WHAT YOU WILL DO: In the copy, include no pictures, but reproduce every record exactly.

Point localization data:

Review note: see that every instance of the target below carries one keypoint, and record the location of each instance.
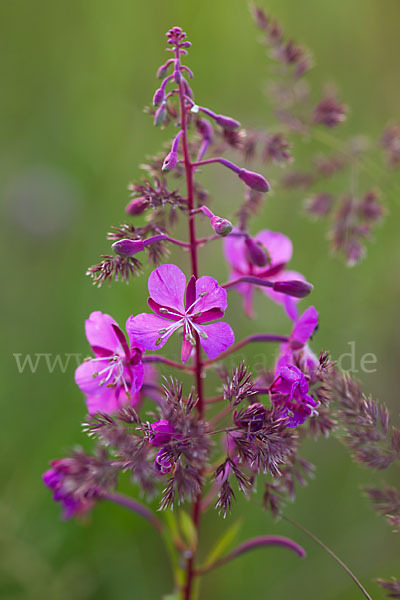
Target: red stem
(190, 569)
(258, 337)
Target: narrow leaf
(253, 544)
(223, 544)
(188, 530)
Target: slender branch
(198, 370)
(254, 544)
(165, 238)
(135, 507)
(214, 399)
(259, 337)
(151, 358)
(222, 161)
(330, 552)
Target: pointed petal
(137, 376)
(190, 292)
(171, 315)
(167, 286)
(86, 378)
(186, 350)
(145, 329)
(214, 295)
(219, 337)
(99, 331)
(209, 315)
(105, 401)
(121, 338)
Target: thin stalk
(165, 361)
(198, 367)
(331, 553)
(261, 337)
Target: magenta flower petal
(104, 401)
(209, 315)
(147, 329)
(304, 328)
(219, 337)
(290, 305)
(278, 246)
(87, 376)
(214, 295)
(186, 350)
(100, 333)
(167, 286)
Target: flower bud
(160, 115)
(226, 122)
(162, 432)
(137, 206)
(296, 288)
(158, 97)
(170, 162)
(162, 71)
(254, 180)
(221, 226)
(128, 247)
(256, 253)
(163, 462)
(205, 129)
(177, 76)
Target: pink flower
(204, 302)
(296, 350)
(114, 376)
(278, 249)
(289, 392)
(57, 479)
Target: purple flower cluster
(169, 440)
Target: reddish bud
(254, 180)
(226, 122)
(170, 161)
(137, 206)
(256, 253)
(221, 226)
(160, 115)
(163, 71)
(158, 97)
(128, 247)
(296, 288)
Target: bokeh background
(75, 78)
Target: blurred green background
(75, 78)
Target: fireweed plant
(172, 440)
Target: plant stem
(190, 562)
(259, 337)
(331, 553)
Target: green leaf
(188, 530)
(227, 538)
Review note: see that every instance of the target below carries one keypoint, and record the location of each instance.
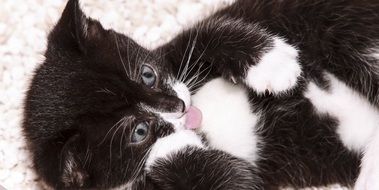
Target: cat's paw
(277, 71)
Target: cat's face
(118, 97)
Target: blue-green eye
(140, 132)
(148, 75)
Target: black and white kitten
(287, 91)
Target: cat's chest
(228, 122)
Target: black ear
(74, 31)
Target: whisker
(197, 61)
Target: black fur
(299, 148)
(84, 88)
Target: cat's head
(98, 104)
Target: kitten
(275, 88)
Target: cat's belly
(228, 122)
(357, 118)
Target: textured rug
(23, 29)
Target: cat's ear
(74, 30)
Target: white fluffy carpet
(24, 25)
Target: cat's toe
(277, 71)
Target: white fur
(369, 174)
(228, 121)
(183, 93)
(277, 71)
(166, 146)
(357, 118)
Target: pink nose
(193, 118)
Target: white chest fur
(357, 118)
(228, 121)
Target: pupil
(140, 132)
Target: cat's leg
(369, 174)
(179, 161)
(241, 52)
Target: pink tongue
(193, 118)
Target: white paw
(166, 146)
(277, 71)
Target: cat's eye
(148, 76)
(140, 132)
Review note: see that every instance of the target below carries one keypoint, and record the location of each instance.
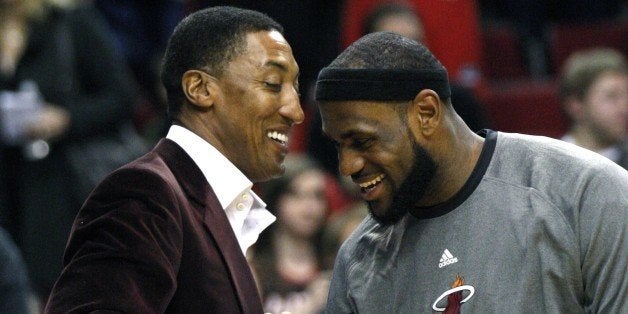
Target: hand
(50, 122)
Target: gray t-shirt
(539, 227)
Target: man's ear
(425, 112)
(199, 88)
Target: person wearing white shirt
(169, 231)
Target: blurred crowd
(79, 78)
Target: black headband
(339, 84)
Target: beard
(412, 189)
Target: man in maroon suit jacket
(167, 232)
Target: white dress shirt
(246, 212)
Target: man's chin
(384, 216)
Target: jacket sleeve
(125, 248)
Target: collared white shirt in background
(246, 212)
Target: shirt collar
(227, 181)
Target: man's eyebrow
(275, 64)
(279, 65)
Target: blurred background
(505, 59)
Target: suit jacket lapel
(215, 219)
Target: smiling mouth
(369, 186)
(278, 137)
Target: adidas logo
(447, 259)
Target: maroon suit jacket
(153, 238)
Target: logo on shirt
(458, 294)
(447, 259)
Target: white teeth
(280, 137)
(373, 182)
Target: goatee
(412, 189)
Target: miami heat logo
(455, 297)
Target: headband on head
(339, 84)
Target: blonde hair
(584, 67)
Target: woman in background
(288, 257)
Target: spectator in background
(594, 93)
(60, 59)
(141, 30)
(288, 258)
(402, 19)
(15, 292)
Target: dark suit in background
(175, 234)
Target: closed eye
(273, 87)
(361, 143)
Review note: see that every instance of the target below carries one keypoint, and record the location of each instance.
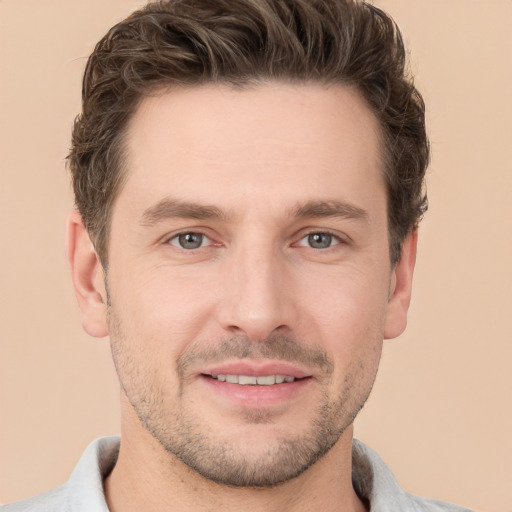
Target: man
(249, 180)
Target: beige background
(441, 411)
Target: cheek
(162, 309)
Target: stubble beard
(183, 435)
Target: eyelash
(334, 238)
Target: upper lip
(256, 369)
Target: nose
(257, 294)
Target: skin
(257, 172)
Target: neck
(146, 477)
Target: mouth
(253, 380)
(256, 384)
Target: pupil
(320, 240)
(191, 240)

EXERCISE ANSWER:
Review note: see that every instance of the target below carries one keypoint, and record the location of each instance.
Target: red stem
(190, 569)
(258, 337)
Target: narrow leaf
(253, 544)
(223, 544)
(188, 530)
Target: slender branch
(198, 370)
(254, 544)
(165, 238)
(135, 507)
(214, 399)
(259, 337)
(151, 358)
(222, 161)
(330, 552)
Target: pointed petal
(137, 376)
(190, 292)
(171, 315)
(167, 286)
(86, 378)
(186, 350)
(145, 329)
(214, 295)
(219, 337)
(99, 331)
(209, 315)
(105, 401)
(121, 338)
Target: thin stalk
(165, 361)
(198, 367)
(331, 553)
(261, 337)
Target: magenta flower petal
(104, 401)
(209, 315)
(147, 329)
(304, 328)
(219, 337)
(290, 305)
(278, 246)
(87, 376)
(214, 295)
(186, 350)
(100, 333)
(167, 286)
Target: flower bud
(160, 115)
(226, 122)
(162, 432)
(137, 206)
(296, 288)
(158, 97)
(170, 162)
(162, 71)
(254, 180)
(221, 226)
(128, 247)
(256, 253)
(163, 462)
(205, 129)
(177, 76)
Target: pink flower
(204, 302)
(296, 350)
(114, 376)
(278, 249)
(289, 392)
(57, 479)
Target: purple flower cluster
(169, 440)
Target: reddish bud
(254, 180)
(226, 122)
(170, 161)
(137, 206)
(256, 253)
(221, 226)
(160, 115)
(163, 71)
(158, 97)
(128, 247)
(296, 288)
Target: bokeh background
(75, 78)
Target: blurred green background
(75, 78)
Target: fireweed plant
(172, 440)
Target: plant stem
(190, 562)
(259, 337)
(331, 553)
Target: green leaf
(188, 530)
(227, 538)
Review note: see that every instance of the target below carries one keypoint, and record the location of each instance.
Target: cat's paw
(277, 71)
Target: cat's face
(118, 97)
Target: blue-green eye
(140, 132)
(148, 75)
Target: black and white kitten
(287, 91)
Target: cat's chest
(228, 122)
Target: black ear
(74, 31)
Target: whisker
(197, 61)
Target: black fur
(299, 148)
(84, 88)
Target: cat's head
(98, 104)
Target: kitten
(275, 88)
Target: cat's belly
(228, 122)
(357, 118)
Target: textured rug
(23, 29)
Target: cat's ear
(74, 30)
Target: white fluffy carpet
(24, 25)
Target: cat's toe
(277, 71)
Target: white fur
(369, 174)
(228, 121)
(183, 93)
(277, 71)
(166, 146)
(357, 118)
Target: pink nose
(193, 118)
Target: white chest fur
(357, 118)
(228, 121)
Target: pupil
(140, 132)
Target: cat's leg
(369, 174)
(179, 161)
(241, 52)
Target: pink tongue
(193, 118)
Target: white paw
(166, 146)
(277, 71)
Target: cat's eye
(148, 76)
(140, 132)
Review note: see that every instance of the target below carries one keypoint, and record the location of each instance.
Target: hand
(50, 122)
Target: gray t-shirt
(539, 227)
Target: man's ear
(425, 112)
(199, 88)
Target: person wearing white shirt
(169, 231)
Target: blurred crowd
(79, 78)
Target: black headband
(339, 84)
Target: beard
(412, 189)
Target: man in maroon suit jacket
(167, 232)
Target: white dress shirt
(246, 212)
Target: man's chin
(384, 216)
Target: jacket sleeve
(125, 248)
Target: collared white shirt in background
(246, 212)
Target: shirt collar
(227, 181)
Target: man's eyebrow
(275, 64)
(279, 65)
Target: blurred background
(505, 59)
Target: suit jacket lapel
(215, 219)
Target: smiling mouth
(369, 186)
(278, 137)
Target: adidas logo
(447, 259)
Target: maroon suit jacket
(153, 238)
Target: logo on shirt
(458, 294)
(447, 259)
Target: white teeth
(280, 137)
(373, 182)
Target: goatee
(412, 189)
Target: miami heat logo
(455, 297)
Target: headband on head
(339, 84)
Target: blonde hair
(584, 67)
Target: woman in background
(288, 257)
Target: spectator in background
(594, 93)
(60, 59)
(141, 30)
(288, 258)
(402, 19)
(15, 292)
Target: dark suit in background
(175, 234)
Target: closed eye
(273, 87)
(361, 143)
Review note: see that every instance of the target below carries one keypoint, and record the location of each instance.
Target: man
(249, 180)
Target: beige background
(441, 411)
Target: cheek
(162, 309)
Target: stubble beard
(183, 435)
Target: eyelash
(334, 238)
Target: upper lip
(256, 369)
Target: nose
(257, 294)
Target: skin
(257, 172)
Target: neck
(146, 477)
Target: mouth
(253, 380)
(256, 384)
Target: pupil
(320, 240)
(191, 240)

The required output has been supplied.